══ Provided records ══

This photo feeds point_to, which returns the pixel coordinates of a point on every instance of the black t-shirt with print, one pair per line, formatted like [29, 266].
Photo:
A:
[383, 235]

═══
══ Provided records ══

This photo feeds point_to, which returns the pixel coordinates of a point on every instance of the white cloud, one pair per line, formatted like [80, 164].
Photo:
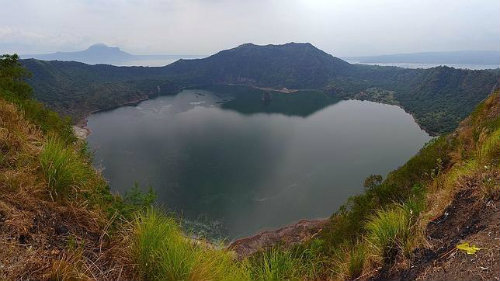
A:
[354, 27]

═══
══ Provided records ══

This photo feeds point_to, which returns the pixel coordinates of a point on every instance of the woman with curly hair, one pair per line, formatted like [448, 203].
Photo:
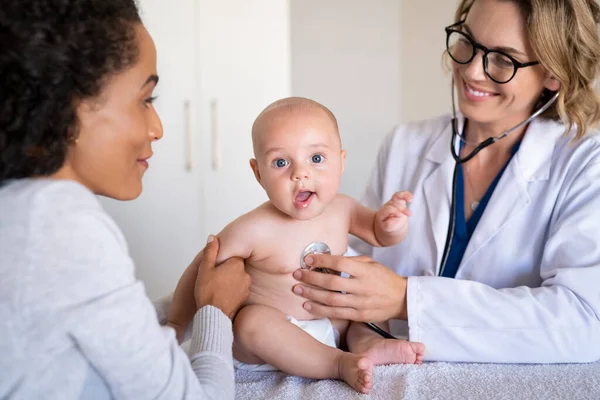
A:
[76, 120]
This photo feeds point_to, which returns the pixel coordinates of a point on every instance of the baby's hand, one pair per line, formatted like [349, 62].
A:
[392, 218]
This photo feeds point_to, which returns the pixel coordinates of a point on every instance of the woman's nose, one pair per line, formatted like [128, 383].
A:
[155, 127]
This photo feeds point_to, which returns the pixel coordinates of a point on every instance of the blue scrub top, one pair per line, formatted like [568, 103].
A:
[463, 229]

═══

Determine how many lines contain the string "with" in the listing, and state that number by itself.

Problem solution:
2